(Data supplied):
......
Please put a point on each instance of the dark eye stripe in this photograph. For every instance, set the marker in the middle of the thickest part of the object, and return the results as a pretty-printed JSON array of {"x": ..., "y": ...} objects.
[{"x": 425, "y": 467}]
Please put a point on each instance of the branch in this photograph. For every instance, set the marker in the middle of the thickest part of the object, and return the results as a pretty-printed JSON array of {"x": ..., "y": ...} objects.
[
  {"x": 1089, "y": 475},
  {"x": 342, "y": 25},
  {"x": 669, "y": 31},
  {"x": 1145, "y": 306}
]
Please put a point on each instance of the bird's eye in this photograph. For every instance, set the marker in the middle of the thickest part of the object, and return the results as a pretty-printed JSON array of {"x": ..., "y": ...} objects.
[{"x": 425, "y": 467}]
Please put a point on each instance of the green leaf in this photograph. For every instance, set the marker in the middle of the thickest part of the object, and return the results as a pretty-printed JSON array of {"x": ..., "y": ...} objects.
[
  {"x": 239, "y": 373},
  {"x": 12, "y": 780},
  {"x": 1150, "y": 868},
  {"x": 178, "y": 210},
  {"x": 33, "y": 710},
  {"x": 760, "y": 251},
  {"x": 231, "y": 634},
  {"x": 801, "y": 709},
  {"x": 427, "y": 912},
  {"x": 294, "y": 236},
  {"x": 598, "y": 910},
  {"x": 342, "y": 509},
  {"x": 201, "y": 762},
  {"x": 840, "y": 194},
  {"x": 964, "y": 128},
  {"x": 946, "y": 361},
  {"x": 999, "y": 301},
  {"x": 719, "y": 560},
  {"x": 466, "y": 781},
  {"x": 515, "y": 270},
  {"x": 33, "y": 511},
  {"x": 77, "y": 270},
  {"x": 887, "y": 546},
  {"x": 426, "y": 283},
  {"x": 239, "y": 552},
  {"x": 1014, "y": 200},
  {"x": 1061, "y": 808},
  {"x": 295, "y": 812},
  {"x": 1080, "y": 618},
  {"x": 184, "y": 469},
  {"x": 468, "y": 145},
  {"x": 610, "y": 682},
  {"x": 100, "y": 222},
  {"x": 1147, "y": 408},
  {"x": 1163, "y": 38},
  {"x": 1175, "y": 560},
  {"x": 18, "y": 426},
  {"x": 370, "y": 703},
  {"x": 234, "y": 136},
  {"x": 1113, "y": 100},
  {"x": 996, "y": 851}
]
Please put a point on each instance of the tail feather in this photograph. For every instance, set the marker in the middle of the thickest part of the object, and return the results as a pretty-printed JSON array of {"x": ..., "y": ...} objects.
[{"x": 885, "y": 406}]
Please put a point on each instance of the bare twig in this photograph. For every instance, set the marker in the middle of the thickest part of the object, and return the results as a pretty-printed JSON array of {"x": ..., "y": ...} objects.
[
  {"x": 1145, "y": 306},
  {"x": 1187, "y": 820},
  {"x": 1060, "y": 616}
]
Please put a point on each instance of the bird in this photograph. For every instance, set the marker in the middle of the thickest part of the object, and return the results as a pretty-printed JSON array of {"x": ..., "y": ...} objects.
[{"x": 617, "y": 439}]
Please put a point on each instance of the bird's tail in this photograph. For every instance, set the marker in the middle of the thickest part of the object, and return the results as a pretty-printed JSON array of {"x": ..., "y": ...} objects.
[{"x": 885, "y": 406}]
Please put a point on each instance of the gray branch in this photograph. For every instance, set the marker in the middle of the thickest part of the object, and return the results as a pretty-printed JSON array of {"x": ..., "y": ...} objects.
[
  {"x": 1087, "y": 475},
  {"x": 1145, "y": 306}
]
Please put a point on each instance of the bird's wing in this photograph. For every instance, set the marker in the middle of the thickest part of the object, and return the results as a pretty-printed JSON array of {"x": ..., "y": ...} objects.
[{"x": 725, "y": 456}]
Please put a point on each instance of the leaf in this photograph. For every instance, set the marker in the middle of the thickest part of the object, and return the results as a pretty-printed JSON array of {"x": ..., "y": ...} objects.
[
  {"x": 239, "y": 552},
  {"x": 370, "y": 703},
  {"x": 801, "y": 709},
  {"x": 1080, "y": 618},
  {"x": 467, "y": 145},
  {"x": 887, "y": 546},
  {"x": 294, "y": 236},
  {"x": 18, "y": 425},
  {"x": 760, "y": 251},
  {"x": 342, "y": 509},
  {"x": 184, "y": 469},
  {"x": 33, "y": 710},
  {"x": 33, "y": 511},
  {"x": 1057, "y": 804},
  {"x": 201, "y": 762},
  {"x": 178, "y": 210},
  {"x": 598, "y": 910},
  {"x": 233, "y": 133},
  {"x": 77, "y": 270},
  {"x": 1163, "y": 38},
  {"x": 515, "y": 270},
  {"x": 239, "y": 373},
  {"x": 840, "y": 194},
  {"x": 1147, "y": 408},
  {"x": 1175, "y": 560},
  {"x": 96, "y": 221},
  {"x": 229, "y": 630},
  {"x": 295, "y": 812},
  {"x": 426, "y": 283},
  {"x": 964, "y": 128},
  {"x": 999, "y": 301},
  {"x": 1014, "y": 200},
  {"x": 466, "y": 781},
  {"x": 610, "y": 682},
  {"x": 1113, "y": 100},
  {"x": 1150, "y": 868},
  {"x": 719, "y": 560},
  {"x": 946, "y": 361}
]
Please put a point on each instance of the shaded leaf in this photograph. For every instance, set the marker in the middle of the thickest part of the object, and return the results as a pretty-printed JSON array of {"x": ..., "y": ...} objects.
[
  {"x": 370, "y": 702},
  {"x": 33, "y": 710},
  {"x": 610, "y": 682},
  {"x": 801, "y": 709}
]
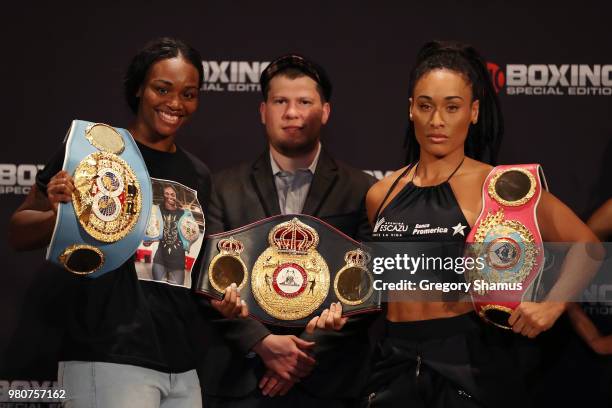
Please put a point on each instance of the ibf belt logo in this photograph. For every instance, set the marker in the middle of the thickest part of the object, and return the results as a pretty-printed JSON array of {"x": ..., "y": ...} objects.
[
  {"x": 552, "y": 79},
  {"x": 18, "y": 178},
  {"x": 232, "y": 76}
]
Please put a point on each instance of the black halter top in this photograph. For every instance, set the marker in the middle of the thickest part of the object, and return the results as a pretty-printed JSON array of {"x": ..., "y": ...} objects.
[{"x": 421, "y": 214}]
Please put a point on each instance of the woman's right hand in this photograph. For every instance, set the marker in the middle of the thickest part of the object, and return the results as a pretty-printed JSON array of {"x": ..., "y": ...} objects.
[
  {"x": 60, "y": 189},
  {"x": 330, "y": 319}
]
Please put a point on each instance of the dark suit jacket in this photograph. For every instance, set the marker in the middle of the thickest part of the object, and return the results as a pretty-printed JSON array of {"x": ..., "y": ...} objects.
[{"x": 245, "y": 194}]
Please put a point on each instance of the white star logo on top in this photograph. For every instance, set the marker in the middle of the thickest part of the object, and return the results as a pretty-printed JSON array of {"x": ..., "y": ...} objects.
[{"x": 458, "y": 229}]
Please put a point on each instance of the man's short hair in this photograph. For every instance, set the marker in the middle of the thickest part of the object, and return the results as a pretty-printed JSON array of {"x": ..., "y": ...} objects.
[{"x": 293, "y": 65}]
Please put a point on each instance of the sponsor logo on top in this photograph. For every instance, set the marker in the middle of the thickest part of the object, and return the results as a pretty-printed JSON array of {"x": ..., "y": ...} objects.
[
  {"x": 232, "y": 76},
  {"x": 552, "y": 79}
]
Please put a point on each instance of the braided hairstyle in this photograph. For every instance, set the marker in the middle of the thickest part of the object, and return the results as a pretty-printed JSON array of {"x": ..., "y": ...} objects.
[{"x": 484, "y": 138}]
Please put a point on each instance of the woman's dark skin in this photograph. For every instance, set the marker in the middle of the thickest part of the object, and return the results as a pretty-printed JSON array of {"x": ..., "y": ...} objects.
[
  {"x": 168, "y": 97},
  {"x": 442, "y": 109}
]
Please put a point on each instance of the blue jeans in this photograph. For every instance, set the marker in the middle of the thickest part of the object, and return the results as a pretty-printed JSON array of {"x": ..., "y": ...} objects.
[{"x": 102, "y": 385}]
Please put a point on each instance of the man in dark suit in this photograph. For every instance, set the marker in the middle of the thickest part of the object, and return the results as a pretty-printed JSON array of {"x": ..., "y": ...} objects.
[{"x": 249, "y": 364}]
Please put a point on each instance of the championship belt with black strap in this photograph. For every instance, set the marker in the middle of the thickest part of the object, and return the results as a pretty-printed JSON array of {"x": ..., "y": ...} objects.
[
  {"x": 507, "y": 238},
  {"x": 103, "y": 224},
  {"x": 289, "y": 268}
]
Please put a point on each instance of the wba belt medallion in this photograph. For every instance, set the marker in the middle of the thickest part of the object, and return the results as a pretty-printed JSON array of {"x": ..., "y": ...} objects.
[
  {"x": 285, "y": 268},
  {"x": 290, "y": 279}
]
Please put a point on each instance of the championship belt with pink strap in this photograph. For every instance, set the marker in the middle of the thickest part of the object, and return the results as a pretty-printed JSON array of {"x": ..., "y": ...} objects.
[
  {"x": 507, "y": 238},
  {"x": 289, "y": 268}
]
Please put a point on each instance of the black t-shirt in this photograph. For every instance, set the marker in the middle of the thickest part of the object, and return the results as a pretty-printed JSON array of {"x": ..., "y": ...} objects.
[{"x": 126, "y": 316}]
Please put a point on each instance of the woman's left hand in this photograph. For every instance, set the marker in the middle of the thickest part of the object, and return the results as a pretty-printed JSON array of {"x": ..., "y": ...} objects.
[
  {"x": 330, "y": 319},
  {"x": 531, "y": 319},
  {"x": 231, "y": 306}
]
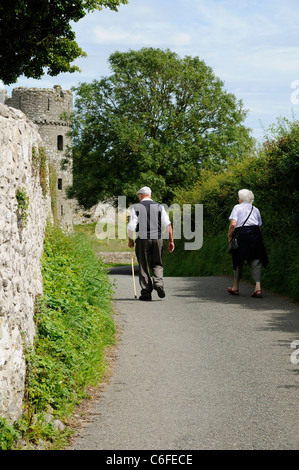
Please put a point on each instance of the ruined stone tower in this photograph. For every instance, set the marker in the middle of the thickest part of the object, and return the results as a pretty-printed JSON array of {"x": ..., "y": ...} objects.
[{"x": 44, "y": 106}]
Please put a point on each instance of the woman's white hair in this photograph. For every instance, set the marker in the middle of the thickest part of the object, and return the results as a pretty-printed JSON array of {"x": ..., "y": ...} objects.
[{"x": 246, "y": 195}]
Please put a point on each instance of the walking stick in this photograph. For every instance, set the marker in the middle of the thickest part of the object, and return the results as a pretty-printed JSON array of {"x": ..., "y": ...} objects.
[{"x": 133, "y": 274}]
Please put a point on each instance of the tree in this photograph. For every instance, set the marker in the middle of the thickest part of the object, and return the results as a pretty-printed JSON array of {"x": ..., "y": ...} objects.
[
  {"x": 156, "y": 121},
  {"x": 36, "y": 34}
]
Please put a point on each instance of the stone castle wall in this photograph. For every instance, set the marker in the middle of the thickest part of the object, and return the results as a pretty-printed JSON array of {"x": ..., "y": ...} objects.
[
  {"x": 20, "y": 252},
  {"x": 45, "y": 107}
]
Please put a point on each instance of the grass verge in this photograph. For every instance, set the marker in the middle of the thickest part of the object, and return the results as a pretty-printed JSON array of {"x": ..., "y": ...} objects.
[{"x": 74, "y": 326}]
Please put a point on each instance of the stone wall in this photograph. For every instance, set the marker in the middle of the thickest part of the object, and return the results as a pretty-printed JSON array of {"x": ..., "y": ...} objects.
[
  {"x": 20, "y": 252},
  {"x": 46, "y": 107}
]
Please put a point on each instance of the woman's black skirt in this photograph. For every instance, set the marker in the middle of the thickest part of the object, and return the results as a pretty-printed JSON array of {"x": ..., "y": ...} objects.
[{"x": 251, "y": 246}]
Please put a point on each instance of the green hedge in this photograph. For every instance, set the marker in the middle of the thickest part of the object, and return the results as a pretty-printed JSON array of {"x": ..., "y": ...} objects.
[
  {"x": 273, "y": 176},
  {"x": 74, "y": 325}
]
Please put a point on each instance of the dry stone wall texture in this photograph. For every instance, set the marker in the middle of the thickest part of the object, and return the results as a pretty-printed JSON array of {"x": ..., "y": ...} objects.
[{"x": 20, "y": 252}]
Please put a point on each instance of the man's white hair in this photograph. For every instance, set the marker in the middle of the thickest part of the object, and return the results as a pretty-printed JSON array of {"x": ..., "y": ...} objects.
[{"x": 246, "y": 195}]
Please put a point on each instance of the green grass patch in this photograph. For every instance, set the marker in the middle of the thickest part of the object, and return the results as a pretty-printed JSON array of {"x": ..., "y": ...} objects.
[{"x": 108, "y": 244}]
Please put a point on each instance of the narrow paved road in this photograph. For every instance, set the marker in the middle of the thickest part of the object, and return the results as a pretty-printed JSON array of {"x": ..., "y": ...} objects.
[{"x": 199, "y": 369}]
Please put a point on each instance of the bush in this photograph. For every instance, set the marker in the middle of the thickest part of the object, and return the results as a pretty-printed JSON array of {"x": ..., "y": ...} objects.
[
  {"x": 273, "y": 176},
  {"x": 74, "y": 325}
]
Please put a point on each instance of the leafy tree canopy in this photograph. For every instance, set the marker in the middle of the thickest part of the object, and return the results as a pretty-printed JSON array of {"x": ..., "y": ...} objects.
[
  {"x": 36, "y": 35},
  {"x": 156, "y": 121}
]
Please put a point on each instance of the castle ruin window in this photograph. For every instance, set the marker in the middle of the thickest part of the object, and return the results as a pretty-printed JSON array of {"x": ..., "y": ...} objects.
[{"x": 60, "y": 142}]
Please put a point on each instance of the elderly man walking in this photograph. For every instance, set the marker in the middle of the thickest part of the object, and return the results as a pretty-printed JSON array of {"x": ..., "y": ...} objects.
[{"x": 148, "y": 219}]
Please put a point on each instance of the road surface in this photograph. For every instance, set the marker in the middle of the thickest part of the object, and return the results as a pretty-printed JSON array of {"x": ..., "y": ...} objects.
[{"x": 199, "y": 370}]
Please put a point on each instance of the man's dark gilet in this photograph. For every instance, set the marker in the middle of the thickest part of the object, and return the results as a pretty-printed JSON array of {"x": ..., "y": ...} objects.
[{"x": 149, "y": 220}]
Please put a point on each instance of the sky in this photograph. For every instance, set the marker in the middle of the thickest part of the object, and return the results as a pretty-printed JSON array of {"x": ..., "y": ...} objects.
[{"x": 251, "y": 45}]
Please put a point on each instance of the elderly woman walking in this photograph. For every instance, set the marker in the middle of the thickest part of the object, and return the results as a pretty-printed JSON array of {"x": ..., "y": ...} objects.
[{"x": 245, "y": 223}]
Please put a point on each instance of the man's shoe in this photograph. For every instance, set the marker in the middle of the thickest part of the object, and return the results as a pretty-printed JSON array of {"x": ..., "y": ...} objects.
[
  {"x": 146, "y": 298},
  {"x": 160, "y": 292}
]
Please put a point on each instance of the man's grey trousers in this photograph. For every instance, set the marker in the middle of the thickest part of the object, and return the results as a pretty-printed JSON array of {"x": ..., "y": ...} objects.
[{"x": 149, "y": 256}]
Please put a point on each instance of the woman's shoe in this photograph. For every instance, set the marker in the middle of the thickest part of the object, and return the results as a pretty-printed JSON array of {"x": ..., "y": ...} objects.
[
  {"x": 257, "y": 294},
  {"x": 232, "y": 292}
]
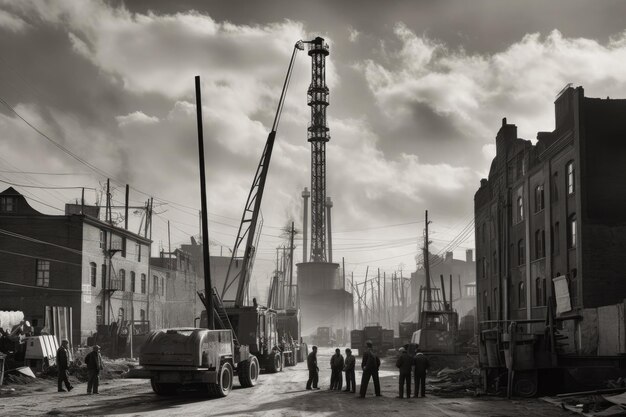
......
(Goal of the exercise):
Pull out every line of the rows above that contains the word "stone" and copy each one unchanged. The match is case-sensitive.

(Solution to the problem):
Please put a point on each instance of the ruined stone tower in this photograph. For every instance, set the marker in the middle of the thickest part of the object, and return the results as a pretty-printed JSON array of {"x": ..., "y": ...} objects.
Please put a point on each instance of the stone castle wall in this photograph. For every instance, set the marker in the middle of the thickest part of the object, and return the results as a pretty-printed JSON array of {"x": ..., "y": ...} objects.
Please put a point on each instance of the stone wall in this photograph. For every instance, set the marker in the middle of the thickest part of the object, and return the results as a pretty-printed JSON array of {"x": ..., "y": ...} objects.
Please put a point on each instance of the dry stone wall texture in this photograph. For every instance, set the marker in the middle of the thickest part of the object, and return the results as a pretty-printed JSON array of {"x": ..., "y": ...} objects.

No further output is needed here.